Collection entries

Content starts

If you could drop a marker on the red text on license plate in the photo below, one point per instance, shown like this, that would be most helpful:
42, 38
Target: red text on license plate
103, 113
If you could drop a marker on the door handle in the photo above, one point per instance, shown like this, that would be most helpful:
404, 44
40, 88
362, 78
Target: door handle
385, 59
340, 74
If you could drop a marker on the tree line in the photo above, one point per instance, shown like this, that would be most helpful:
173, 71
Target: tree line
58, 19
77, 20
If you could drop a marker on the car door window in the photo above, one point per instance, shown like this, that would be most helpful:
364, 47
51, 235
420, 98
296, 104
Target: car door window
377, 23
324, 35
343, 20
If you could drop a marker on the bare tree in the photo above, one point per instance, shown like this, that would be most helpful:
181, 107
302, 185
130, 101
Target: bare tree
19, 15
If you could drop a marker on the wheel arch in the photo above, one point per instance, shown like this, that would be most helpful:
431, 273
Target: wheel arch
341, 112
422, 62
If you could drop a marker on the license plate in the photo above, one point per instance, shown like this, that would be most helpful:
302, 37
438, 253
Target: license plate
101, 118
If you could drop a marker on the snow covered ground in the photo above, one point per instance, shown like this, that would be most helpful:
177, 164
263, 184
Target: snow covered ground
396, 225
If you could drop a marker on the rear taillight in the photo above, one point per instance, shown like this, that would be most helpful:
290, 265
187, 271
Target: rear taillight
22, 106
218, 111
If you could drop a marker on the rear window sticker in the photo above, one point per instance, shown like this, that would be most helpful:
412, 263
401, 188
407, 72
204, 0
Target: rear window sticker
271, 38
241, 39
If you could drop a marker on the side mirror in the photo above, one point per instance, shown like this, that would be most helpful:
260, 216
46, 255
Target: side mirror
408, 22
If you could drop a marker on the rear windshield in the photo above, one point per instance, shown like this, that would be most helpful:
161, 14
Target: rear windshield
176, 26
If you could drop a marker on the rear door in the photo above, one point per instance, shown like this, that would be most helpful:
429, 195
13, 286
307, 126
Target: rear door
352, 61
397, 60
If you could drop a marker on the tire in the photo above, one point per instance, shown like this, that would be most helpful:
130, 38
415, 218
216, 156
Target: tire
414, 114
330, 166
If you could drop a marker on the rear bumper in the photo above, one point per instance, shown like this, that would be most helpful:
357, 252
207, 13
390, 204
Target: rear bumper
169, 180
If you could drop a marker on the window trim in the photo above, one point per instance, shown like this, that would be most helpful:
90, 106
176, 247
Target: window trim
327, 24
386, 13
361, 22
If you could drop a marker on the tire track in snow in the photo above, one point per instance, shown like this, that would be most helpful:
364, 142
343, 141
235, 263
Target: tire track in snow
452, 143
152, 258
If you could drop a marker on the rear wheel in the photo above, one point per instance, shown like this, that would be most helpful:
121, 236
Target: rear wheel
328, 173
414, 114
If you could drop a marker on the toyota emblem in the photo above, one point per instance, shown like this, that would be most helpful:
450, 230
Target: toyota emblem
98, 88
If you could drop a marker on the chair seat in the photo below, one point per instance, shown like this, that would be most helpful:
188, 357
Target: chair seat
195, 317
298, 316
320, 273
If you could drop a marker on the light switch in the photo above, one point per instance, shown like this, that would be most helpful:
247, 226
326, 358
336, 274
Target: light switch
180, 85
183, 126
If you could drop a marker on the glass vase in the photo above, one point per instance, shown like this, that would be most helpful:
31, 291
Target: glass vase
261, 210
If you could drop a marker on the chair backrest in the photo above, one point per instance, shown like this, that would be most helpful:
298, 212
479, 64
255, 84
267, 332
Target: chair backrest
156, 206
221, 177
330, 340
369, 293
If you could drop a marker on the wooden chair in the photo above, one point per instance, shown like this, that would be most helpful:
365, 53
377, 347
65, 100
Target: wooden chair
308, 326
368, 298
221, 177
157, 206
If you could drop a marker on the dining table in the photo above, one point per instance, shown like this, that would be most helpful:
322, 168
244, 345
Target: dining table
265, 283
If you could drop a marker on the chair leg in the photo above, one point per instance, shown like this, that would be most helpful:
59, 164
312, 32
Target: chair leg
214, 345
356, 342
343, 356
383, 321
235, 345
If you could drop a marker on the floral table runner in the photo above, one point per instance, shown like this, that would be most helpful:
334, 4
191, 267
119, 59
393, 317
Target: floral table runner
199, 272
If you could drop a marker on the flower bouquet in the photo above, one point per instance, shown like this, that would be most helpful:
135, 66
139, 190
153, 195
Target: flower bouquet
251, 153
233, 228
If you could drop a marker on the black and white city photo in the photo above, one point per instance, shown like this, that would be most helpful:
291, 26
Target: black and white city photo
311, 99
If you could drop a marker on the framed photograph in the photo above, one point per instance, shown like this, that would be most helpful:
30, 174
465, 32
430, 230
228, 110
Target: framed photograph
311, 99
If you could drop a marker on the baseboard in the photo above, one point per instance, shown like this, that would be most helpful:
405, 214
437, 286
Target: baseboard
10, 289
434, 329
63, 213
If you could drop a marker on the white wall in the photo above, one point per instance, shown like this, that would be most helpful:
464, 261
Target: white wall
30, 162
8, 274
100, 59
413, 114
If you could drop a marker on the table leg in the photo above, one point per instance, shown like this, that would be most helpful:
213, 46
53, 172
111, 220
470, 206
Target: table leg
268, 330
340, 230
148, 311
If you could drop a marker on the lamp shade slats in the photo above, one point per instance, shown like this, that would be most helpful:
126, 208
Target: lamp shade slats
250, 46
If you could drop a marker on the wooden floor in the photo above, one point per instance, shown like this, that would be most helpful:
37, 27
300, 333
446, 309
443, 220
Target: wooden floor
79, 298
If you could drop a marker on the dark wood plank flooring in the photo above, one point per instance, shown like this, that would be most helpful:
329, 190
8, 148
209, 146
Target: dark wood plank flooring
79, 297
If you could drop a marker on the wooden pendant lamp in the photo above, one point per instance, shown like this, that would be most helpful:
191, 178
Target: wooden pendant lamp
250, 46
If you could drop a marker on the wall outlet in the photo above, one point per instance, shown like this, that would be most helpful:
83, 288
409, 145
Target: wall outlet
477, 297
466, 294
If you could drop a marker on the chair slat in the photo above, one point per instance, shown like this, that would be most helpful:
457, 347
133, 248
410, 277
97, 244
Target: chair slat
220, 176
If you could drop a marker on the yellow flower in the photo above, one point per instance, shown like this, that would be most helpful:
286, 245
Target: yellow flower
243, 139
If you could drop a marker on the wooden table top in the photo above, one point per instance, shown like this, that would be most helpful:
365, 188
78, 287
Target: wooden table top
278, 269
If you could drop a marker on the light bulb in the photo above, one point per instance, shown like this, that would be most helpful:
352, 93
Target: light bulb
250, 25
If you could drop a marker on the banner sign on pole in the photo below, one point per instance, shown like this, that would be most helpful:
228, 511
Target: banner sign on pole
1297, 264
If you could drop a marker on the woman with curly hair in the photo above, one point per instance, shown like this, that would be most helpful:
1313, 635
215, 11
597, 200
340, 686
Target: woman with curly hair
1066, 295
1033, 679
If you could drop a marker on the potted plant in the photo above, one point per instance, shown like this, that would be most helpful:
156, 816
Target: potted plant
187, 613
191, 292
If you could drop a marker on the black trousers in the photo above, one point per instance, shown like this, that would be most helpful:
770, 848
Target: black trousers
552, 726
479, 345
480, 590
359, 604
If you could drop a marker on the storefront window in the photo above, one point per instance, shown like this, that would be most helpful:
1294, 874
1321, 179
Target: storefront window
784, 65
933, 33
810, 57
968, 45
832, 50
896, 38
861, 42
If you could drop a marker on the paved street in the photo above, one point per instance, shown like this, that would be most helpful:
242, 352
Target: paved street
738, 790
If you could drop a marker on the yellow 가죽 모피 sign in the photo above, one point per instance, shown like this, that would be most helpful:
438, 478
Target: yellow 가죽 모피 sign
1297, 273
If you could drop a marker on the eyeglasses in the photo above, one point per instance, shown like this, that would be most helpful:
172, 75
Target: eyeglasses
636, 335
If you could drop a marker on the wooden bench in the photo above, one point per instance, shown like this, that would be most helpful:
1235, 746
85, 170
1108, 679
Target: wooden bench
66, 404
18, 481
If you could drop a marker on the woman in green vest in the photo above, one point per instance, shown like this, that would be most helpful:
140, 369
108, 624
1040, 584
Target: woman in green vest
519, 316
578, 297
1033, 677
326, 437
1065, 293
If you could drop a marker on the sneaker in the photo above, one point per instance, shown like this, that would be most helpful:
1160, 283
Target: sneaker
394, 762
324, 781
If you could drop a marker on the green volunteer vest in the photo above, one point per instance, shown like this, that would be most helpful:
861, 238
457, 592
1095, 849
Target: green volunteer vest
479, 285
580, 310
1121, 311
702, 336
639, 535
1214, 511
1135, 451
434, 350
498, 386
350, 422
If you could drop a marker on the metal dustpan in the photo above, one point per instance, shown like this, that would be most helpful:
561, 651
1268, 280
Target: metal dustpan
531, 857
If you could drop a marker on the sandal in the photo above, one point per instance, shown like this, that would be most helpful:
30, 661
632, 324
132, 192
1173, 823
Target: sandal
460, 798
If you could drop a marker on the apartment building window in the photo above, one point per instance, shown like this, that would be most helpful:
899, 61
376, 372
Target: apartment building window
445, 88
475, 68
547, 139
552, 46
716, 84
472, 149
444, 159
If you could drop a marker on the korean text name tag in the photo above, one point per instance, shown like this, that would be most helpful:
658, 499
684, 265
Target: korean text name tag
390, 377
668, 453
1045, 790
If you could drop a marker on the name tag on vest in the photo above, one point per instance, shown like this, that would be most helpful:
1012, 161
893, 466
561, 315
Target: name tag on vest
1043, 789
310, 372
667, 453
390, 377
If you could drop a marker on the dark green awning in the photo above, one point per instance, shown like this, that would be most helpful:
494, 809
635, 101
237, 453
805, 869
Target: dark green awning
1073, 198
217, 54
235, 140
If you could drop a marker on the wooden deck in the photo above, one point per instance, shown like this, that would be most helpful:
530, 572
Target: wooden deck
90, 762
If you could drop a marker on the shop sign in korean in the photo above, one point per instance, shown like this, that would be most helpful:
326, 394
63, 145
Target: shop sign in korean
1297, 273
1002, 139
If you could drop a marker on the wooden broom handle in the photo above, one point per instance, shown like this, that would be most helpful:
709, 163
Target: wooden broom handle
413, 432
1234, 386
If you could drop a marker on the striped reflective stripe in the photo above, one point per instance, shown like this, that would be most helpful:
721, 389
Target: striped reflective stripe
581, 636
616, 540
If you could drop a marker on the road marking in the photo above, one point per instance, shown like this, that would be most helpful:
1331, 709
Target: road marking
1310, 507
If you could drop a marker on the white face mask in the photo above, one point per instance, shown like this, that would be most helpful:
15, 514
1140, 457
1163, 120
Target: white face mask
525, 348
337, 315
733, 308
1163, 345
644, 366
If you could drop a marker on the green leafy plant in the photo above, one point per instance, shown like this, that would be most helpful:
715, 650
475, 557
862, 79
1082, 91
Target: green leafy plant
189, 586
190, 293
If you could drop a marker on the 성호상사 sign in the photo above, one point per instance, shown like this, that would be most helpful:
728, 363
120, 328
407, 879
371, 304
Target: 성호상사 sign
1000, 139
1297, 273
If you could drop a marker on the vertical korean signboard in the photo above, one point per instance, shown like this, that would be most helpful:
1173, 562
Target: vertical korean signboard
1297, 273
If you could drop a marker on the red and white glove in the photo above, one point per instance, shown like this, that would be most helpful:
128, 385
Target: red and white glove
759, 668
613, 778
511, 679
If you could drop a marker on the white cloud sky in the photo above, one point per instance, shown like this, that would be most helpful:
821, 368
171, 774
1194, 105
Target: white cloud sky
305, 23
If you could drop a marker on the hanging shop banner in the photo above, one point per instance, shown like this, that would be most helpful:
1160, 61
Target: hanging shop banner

Content ends

What is being asked: In the records above, find each line that holds the word "hanging"; copy all such lines.

Exercise solution:
If you could drop a marker on the hanging shop banner in the photo above, one point per instance, shown like this, that would be most helpful:
Target: hanging shop banner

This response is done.